Your task is to print all of the material verbatim.
==== Input ====
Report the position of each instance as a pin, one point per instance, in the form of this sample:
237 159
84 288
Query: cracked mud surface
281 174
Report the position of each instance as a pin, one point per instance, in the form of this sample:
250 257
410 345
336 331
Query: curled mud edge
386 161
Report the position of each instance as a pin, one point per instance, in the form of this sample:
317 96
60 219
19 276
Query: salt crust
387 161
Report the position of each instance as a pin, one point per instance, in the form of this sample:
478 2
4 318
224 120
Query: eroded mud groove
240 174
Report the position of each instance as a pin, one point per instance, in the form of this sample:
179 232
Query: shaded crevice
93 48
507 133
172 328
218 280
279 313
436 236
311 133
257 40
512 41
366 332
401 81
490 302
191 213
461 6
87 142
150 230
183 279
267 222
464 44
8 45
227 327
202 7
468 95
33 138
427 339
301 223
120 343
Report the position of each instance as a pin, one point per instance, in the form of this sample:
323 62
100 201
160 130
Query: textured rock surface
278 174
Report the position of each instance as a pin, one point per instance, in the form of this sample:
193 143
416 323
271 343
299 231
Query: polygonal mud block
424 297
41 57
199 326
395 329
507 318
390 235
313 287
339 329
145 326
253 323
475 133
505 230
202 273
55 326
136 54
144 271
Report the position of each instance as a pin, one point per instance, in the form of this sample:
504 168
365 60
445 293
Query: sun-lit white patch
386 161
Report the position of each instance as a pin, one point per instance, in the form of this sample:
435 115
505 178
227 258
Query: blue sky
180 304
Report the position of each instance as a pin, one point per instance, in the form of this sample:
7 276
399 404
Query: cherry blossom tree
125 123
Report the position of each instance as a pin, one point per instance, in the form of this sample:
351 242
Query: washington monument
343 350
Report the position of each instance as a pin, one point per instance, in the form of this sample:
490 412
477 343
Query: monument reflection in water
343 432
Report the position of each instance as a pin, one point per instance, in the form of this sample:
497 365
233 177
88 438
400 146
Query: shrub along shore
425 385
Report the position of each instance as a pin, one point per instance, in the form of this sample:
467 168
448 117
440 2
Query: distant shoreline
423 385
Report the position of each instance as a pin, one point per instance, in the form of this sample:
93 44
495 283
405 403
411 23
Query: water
====
__The response__
Report the position of each instance as a pin, one point per instance, in the form of this sample:
237 159
84 288
Query: cracked mud surface
281 174
Report the position of each instance as a pin, one point per instance, in the form of this sample:
250 257
410 345
336 331
Query: curled mud edge
386 161
Report the position of each instance as a pin, one point per instance, in the form of this sample:
317 96
60 219
19 276
Query: salt crust
387 161
Report the position of each instance as a pin, one point per instance, in the form of this sample:
478 2
4 318
224 120
Query: eroded mud groove
240 174
Report the position of each instance as a pin, one point per instance, in the form of this sample:
179 232
Query: shaded crevice
93 48
507 133
172 328
218 280
279 313
436 236
311 133
257 40
512 41
366 332
401 81
490 302
191 213
461 6
87 142
150 230
183 279
267 222
464 44
8 45
227 327
202 7
468 95
33 138
427 339
301 223
120 343
Report the position of each instance as a pin, one point per instance, in the form of this sample:
323 62
100 201
160 130
Query: textured rock surface
278 174
Report the position of each instance as a pin, one point per instance, in the form of this sample:
193 143
416 323
271 343
299 231
Query: polygonal mud block
424 297
41 57
199 326
395 329
507 318
390 235
313 287
339 329
145 326
253 323
475 133
505 230
202 273
55 326
136 54
144 271
Report the position of each instance as a pin, one point per instance, in the form of this sample:
504 168
365 60
445 293
Query: sun-lit white patch
386 161
Report the position of each instance as a pin, one point per instance, in the form of this sample:
435 115
505 178
227 258
Query: blue sky
180 304
Report the position of each instance as a pin, one point per instance, in the form of this sample:
7 276
399 404
Query: cherry blossom tree
125 123
Report the position of each instance as a pin, one point per instance, in the form of this sample:
351 242
Query: washington monument
343 350
Report the position of each instance as a pin, one point per instance, in the form of this sample:
490 412
477 343
Query: monument reflection in water
343 432
Report the position of each instance as a pin, one point per instance, in the form of this sample:
497 365
233 177
88 438
400 146
Query: shrub along shore
425 385
Report the position of each instance as a pin, one point per instance, in the form of this sample:
467 168
448 117
440 2
Query: distant shoreline
423 385
Report the position of each instance as a pin, one point per instance, in the form of this sample:
93 44
495 283
405 403
411 23
Query: water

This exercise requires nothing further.